#### TASK INPUT:
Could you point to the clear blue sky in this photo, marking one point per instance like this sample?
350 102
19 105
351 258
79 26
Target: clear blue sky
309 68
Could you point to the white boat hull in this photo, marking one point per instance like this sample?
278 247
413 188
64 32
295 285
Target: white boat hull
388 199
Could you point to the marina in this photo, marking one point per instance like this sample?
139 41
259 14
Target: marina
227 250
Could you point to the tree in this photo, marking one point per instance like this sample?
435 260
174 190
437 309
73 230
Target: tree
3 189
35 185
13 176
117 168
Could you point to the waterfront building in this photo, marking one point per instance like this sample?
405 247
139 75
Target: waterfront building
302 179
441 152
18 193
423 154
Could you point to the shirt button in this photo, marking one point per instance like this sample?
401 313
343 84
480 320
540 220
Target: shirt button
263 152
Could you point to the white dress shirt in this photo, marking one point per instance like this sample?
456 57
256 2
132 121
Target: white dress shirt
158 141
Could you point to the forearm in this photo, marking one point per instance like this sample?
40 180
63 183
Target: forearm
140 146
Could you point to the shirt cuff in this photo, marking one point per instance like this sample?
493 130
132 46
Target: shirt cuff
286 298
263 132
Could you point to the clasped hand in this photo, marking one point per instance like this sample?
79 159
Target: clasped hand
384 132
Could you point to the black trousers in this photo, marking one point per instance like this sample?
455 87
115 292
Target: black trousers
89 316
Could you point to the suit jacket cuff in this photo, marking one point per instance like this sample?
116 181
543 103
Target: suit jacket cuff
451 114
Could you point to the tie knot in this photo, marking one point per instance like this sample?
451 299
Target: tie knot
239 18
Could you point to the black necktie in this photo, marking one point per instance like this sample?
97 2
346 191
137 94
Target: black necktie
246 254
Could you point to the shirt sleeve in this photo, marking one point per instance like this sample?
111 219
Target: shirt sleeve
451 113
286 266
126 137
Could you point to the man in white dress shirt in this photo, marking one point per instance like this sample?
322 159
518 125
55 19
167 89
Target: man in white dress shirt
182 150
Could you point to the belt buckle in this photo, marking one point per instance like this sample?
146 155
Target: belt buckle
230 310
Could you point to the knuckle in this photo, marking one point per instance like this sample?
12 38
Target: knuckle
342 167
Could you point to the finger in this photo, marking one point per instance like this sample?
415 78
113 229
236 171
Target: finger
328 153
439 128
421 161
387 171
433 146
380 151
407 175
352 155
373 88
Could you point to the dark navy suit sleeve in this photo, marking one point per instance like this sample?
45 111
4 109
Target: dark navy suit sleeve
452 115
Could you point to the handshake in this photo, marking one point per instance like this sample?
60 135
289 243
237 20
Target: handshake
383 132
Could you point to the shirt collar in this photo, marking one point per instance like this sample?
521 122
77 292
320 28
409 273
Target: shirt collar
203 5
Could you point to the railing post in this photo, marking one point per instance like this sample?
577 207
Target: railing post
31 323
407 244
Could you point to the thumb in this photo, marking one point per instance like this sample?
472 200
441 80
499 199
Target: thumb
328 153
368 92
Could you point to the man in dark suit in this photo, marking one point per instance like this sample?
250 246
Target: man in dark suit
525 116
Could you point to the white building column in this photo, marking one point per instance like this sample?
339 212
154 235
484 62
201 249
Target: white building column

#### GIVEN PROBLEM:
Copy out every line of the listing above word for word, in the same order, with no changes.

#### EXERCISE RESPONSE:
Could you point to the clear blue sky in this photo, marking one point per instance like this sample?
350 102
19 105
351 258
79 26
Target: clear blue sky
309 68
Could you point to the white boat hull in this photo, marking one point per instance like this sample?
278 247
413 188
64 32
295 285
Target: white boat hull
388 199
Could you point to the marina in this photo, marking one point per instance like this sample?
139 41
259 14
Target: marina
227 250
Could you point to the tree in this photo, marking one point per instance like this sample?
435 260
174 190
437 309
73 230
Target: tree
3 189
35 185
13 176
117 168
Could you point to the waterfront building in this photo, marking one point per instance like this sample?
405 247
139 75
Target: waterfront building
302 179
441 152
18 193
423 154
Could you point to the shirt button in this photo, marking one point per instance like this sample?
401 313
343 84
480 320
540 220
Target: shirt button
263 152
Could you point to the white dress shirt in this photo, marking one point per instance like this sample?
456 57
256 2
132 121
Target: white dress shirt
158 141
Could you point to the forearm in this photo, marking one point per instance like this sample?
40 180
63 183
Target: forearm
140 146
Could you point to the shirt cuff in this photo, marking one point per instance like this sample?
493 130
132 46
Target: shirt cuff
286 298
263 132
Could you point to the clasped hand in this photo, marking one point per instance like this sample?
79 159
Target: clasped hand
384 132
Could you point to the black trousers in this photo, marking one point per instance like this sample?
455 87
115 292
Target: black trousers
89 316
Could you point to the suit jacket cuff in this photo, marking one point per instance like this sample?
116 181
543 103
Target: suit jacket cuff
451 114
Could you point to the tie knot in this photo, marking one point per instance like this sample?
451 299
Target: tie knot
239 18
Could you point to the black necktie in this photo, marking one point per instance like this sample?
97 2
346 191
137 94
Target: black necktie
246 254
Could you point to the shirt sleeve in this photo, marking one point per instance like this sample?
111 219
Target: shirt sleeve
451 113
286 266
126 137
Could you point to the man in white dress shirt in this photo, marking one point per instance like this sample?
322 159
518 125
55 19
167 89
Target: man in white dress shirt
182 150
Could you point to the belt buckle in this photo, marking one point per instance like this sample?
146 155
Target: belt buckle
230 310
Could you point to the knuckle in this photo, marking one point per instance like this sample?
12 38
Target: knuckle
342 167
Could you point to the finger in this photo, marking one point per instance like this sample?
415 78
113 229
236 171
Target: finger
328 153
439 128
421 161
387 171
433 146
380 151
407 175
352 155
373 88
Could you point to the dark navy suit sleeve in this photo, marking one point per instance like this sample?
45 111
4 109
Target: dark navy suit sleeve
452 115
Could you point to the handshake in this photo, marking one point per instance like this sample?
60 135
289 243
237 20
Target: handshake
383 132
Could you point to the shirt collar in this photo, marking one point per instance like this sample?
521 122
77 292
320 28
409 273
Target: shirt collar
203 5
Could you point to the railing post in this photo, marking one point per instance like this sample?
577 207
Target: railing post
31 323
407 244
Could you point to the thumb in this photo, marking one point per instance like this sample?
472 200
441 80
499 199
Target: thumb
328 153
368 92
Could you point to the man in dark suit in this photo, marking one point per instance like this sample?
250 246
Target: man in dark suit
525 116
Could you point to the white building column in this photo, marking one point per instance like this sample?
339 212
154 235
484 62
201 249
Target: white building column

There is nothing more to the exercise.